*** Block opens ***

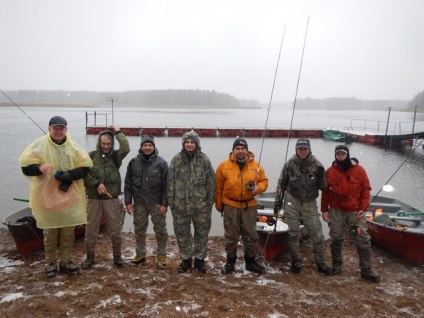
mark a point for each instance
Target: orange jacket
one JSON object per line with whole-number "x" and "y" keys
{"x": 348, "y": 190}
{"x": 231, "y": 182}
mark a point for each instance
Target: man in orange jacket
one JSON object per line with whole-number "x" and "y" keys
{"x": 238, "y": 179}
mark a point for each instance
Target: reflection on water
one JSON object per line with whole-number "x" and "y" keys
{"x": 406, "y": 178}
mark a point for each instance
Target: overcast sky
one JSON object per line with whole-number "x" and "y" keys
{"x": 369, "y": 49}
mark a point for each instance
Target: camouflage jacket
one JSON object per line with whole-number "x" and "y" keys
{"x": 191, "y": 182}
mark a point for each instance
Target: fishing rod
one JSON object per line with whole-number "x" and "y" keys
{"x": 22, "y": 111}
{"x": 295, "y": 99}
{"x": 297, "y": 89}
{"x": 272, "y": 93}
{"x": 396, "y": 171}
{"x": 291, "y": 124}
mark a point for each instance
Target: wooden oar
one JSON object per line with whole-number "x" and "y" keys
{"x": 409, "y": 214}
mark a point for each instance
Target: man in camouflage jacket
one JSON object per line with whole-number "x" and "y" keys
{"x": 191, "y": 194}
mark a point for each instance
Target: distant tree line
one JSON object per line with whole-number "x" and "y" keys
{"x": 350, "y": 103}
{"x": 141, "y": 98}
{"x": 418, "y": 101}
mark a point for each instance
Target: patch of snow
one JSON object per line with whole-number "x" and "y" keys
{"x": 59, "y": 294}
{"x": 11, "y": 297}
{"x": 5, "y": 262}
{"x": 114, "y": 300}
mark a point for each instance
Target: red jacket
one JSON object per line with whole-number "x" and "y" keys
{"x": 348, "y": 190}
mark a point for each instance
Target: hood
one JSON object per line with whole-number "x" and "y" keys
{"x": 250, "y": 156}
{"x": 106, "y": 132}
{"x": 192, "y": 135}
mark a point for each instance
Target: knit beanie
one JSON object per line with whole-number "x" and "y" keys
{"x": 147, "y": 139}
{"x": 240, "y": 142}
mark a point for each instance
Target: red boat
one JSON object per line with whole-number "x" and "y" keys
{"x": 27, "y": 236}
{"x": 399, "y": 229}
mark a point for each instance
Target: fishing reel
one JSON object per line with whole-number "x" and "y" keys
{"x": 355, "y": 230}
{"x": 271, "y": 221}
{"x": 250, "y": 185}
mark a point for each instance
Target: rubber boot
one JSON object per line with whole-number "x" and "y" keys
{"x": 229, "y": 266}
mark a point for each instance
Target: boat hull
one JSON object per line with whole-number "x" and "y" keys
{"x": 407, "y": 243}
{"x": 27, "y": 236}
{"x": 334, "y": 135}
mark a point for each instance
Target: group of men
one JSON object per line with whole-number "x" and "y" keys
{"x": 70, "y": 187}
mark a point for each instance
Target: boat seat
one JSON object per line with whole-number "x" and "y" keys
{"x": 385, "y": 207}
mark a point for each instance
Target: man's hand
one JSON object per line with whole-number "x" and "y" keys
{"x": 130, "y": 209}
{"x": 45, "y": 168}
{"x": 325, "y": 216}
{"x": 163, "y": 209}
{"x": 360, "y": 214}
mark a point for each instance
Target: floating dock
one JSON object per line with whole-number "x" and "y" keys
{"x": 212, "y": 132}
{"x": 387, "y": 141}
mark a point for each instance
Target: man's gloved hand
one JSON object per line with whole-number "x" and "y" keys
{"x": 64, "y": 186}
{"x": 63, "y": 176}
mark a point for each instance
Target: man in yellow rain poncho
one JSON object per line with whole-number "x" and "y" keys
{"x": 55, "y": 165}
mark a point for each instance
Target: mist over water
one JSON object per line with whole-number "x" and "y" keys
{"x": 17, "y": 131}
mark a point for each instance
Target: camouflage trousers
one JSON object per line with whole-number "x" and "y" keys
{"x": 141, "y": 222}
{"x": 339, "y": 223}
{"x": 64, "y": 237}
{"x": 189, "y": 245}
{"x": 103, "y": 210}
{"x": 295, "y": 211}
{"x": 240, "y": 222}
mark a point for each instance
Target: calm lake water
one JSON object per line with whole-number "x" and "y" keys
{"x": 405, "y": 175}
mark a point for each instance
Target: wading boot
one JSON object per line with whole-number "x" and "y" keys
{"x": 322, "y": 268}
{"x": 139, "y": 259}
{"x": 88, "y": 262}
{"x": 118, "y": 261}
{"x": 253, "y": 266}
{"x": 69, "y": 267}
{"x": 161, "y": 264}
{"x": 199, "y": 264}
{"x": 229, "y": 266}
{"x": 368, "y": 274}
{"x": 51, "y": 270}
{"x": 296, "y": 267}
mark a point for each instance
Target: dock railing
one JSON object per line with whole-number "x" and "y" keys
{"x": 93, "y": 116}
{"x": 377, "y": 126}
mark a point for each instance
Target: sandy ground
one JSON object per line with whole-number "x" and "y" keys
{"x": 145, "y": 291}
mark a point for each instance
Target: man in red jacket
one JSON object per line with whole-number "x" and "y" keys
{"x": 343, "y": 206}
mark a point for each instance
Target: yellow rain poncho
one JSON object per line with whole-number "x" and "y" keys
{"x": 51, "y": 207}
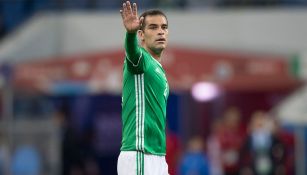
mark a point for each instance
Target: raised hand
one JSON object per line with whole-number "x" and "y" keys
{"x": 130, "y": 17}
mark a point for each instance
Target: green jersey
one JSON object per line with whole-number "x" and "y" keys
{"x": 144, "y": 99}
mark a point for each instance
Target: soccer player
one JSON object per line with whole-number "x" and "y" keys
{"x": 145, "y": 93}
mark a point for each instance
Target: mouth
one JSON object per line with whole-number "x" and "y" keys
{"x": 161, "y": 40}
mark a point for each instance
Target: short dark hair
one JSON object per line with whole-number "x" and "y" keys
{"x": 153, "y": 12}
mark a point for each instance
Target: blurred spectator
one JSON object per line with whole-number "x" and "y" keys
{"x": 287, "y": 138}
{"x": 214, "y": 148}
{"x": 172, "y": 152}
{"x": 26, "y": 161}
{"x": 231, "y": 138}
{"x": 4, "y": 154}
{"x": 91, "y": 166}
{"x": 71, "y": 152}
{"x": 262, "y": 153}
{"x": 194, "y": 161}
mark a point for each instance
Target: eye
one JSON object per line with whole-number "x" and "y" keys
{"x": 153, "y": 27}
{"x": 164, "y": 27}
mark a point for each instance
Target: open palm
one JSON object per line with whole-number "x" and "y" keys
{"x": 130, "y": 17}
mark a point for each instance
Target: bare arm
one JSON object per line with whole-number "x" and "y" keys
{"x": 132, "y": 23}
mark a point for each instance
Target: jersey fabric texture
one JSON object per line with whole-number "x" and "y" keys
{"x": 147, "y": 164}
{"x": 144, "y": 99}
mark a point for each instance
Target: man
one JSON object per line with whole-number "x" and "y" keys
{"x": 145, "y": 93}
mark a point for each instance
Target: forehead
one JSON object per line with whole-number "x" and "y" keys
{"x": 155, "y": 19}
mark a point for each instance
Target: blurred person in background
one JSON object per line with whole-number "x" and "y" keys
{"x": 262, "y": 153}
{"x": 145, "y": 93}
{"x": 214, "y": 148}
{"x": 173, "y": 150}
{"x": 26, "y": 160}
{"x": 231, "y": 138}
{"x": 194, "y": 161}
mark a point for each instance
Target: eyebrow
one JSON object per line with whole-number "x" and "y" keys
{"x": 149, "y": 25}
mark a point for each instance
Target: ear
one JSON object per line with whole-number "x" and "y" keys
{"x": 141, "y": 35}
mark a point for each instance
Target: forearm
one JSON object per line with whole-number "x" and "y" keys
{"x": 132, "y": 49}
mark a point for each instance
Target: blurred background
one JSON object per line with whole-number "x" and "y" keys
{"x": 237, "y": 71}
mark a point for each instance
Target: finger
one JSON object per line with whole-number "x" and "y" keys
{"x": 121, "y": 13}
{"x": 134, "y": 9}
{"x": 124, "y": 9}
{"x": 129, "y": 10}
{"x": 142, "y": 21}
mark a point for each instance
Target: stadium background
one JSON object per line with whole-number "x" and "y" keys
{"x": 61, "y": 81}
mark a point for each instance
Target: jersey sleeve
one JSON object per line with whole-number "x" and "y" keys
{"x": 135, "y": 58}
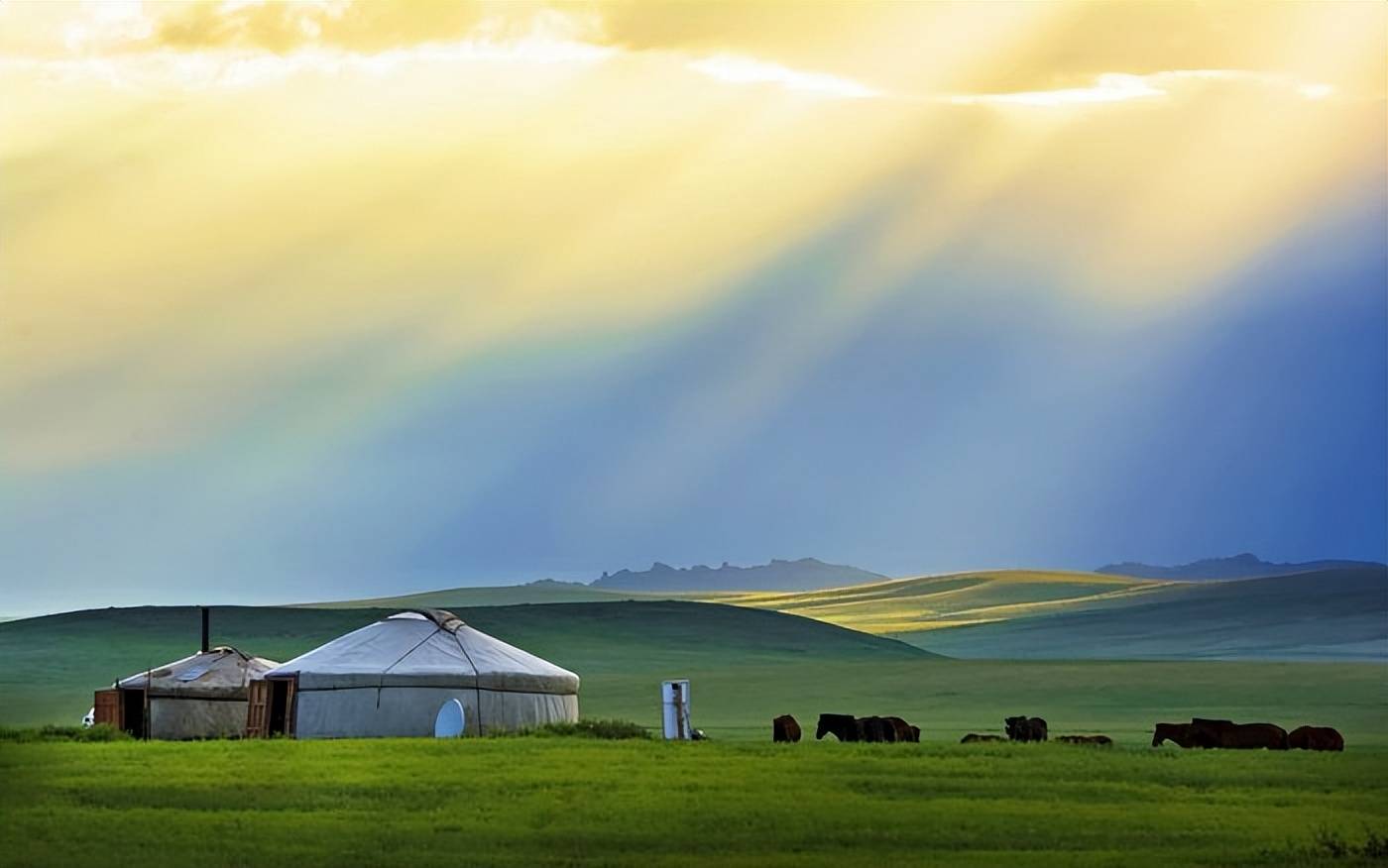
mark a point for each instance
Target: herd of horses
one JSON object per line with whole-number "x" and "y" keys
{"x": 1204, "y": 732}
{"x": 1200, "y": 732}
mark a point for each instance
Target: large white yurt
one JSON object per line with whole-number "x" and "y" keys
{"x": 391, "y": 678}
{"x": 201, "y": 697}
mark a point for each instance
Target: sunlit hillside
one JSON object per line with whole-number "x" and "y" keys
{"x": 933, "y": 602}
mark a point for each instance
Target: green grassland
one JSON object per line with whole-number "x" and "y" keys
{"x": 562, "y": 802}
{"x": 747, "y": 666}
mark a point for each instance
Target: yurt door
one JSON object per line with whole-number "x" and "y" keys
{"x": 257, "y": 710}
{"x": 132, "y": 712}
{"x": 281, "y": 719}
{"x": 107, "y": 707}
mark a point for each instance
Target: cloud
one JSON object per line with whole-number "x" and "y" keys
{"x": 752, "y": 71}
{"x": 1123, "y": 86}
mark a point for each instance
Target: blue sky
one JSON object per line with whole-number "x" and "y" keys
{"x": 469, "y": 301}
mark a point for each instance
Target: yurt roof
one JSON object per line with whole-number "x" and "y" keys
{"x": 218, "y": 671}
{"x": 425, "y": 648}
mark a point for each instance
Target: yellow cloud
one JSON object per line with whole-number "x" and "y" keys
{"x": 193, "y": 233}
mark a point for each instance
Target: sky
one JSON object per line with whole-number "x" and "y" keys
{"x": 321, "y": 299}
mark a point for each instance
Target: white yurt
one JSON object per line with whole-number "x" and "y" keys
{"x": 391, "y": 678}
{"x": 201, "y": 697}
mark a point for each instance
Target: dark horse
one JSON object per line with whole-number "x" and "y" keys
{"x": 1239, "y": 736}
{"x": 1315, "y": 738}
{"x": 1099, "y": 740}
{"x": 1184, "y": 735}
{"x": 905, "y": 732}
{"x": 876, "y": 729}
{"x": 784, "y": 728}
{"x": 1026, "y": 728}
{"x": 843, "y": 725}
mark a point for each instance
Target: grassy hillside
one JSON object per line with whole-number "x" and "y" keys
{"x": 53, "y": 663}
{"x": 747, "y": 666}
{"x": 565, "y": 802}
{"x": 1331, "y": 614}
{"x": 934, "y": 602}
{"x": 490, "y": 596}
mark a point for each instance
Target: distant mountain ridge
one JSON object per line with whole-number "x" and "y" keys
{"x": 1238, "y": 566}
{"x": 804, "y": 575}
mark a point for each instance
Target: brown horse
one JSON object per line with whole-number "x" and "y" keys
{"x": 1239, "y": 736}
{"x": 1026, "y": 728}
{"x": 844, "y": 726}
{"x": 1184, "y": 735}
{"x": 876, "y": 729}
{"x": 905, "y": 732}
{"x": 1099, "y": 740}
{"x": 784, "y": 728}
{"x": 1315, "y": 738}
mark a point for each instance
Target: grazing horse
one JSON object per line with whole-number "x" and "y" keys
{"x": 843, "y": 725}
{"x": 1099, "y": 740}
{"x": 876, "y": 729}
{"x": 1026, "y": 728}
{"x": 1184, "y": 735}
{"x": 1315, "y": 738}
{"x": 1239, "y": 736}
{"x": 905, "y": 732}
{"x": 784, "y": 728}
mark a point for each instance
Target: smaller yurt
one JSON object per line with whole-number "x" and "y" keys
{"x": 201, "y": 697}
{"x": 391, "y": 678}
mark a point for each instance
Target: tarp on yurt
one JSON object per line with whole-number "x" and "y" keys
{"x": 200, "y": 697}
{"x": 392, "y": 677}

*** Block closes ***

> What to work on:
The lines to be transcribed are those from the first line of the data above through the line holding "Target: distant tree line", inclusive; copy them exactly and only, leaving out the pictures.

> Answer space:
mark a point for each instance
Target: orange jacket
one JSON object per line with whole-number "x" and "y" keys
{"x": 348, "y": 190}
{"x": 231, "y": 182}
mark a point for each instance
Target: man in orange jacket
one JSON object per line with whole-number "x" and "y" keys
{"x": 238, "y": 179}
mark a point for each instance
Target: reflection on water
one JSON object per line with whole-number "x" and "y" keys
{"x": 406, "y": 178}
mark a point for each instance
Target: overcast sky
one JSON object per line with whole-number "x" and "y" keys
{"x": 369, "y": 49}
mark a point for each instance
Target: camouflage jacket
one JSON object per line with whole-number "x" and "y" keys
{"x": 191, "y": 182}
mark a point for each instance
Target: fishing rod
one JSON object per line with whole-number "x" and "y" keys
{"x": 22, "y": 111}
{"x": 295, "y": 99}
{"x": 297, "y": 89}
{"x": 272, "y": 93}
{"x": 396, "y": 171}
{"x": 291, "y": 124}
mark a point for each instance
Target: wooden oar
one JSON object per line with whole-number "x" and "y" keys
{"x": 409, "y": 214}
mark a point for each instance
Target: man in camouflage jacket
one JSON object per line with whole-number "x" and "y" keys
{"x": 191, "y": 194}
mark a point for each instance
Target: distant tree line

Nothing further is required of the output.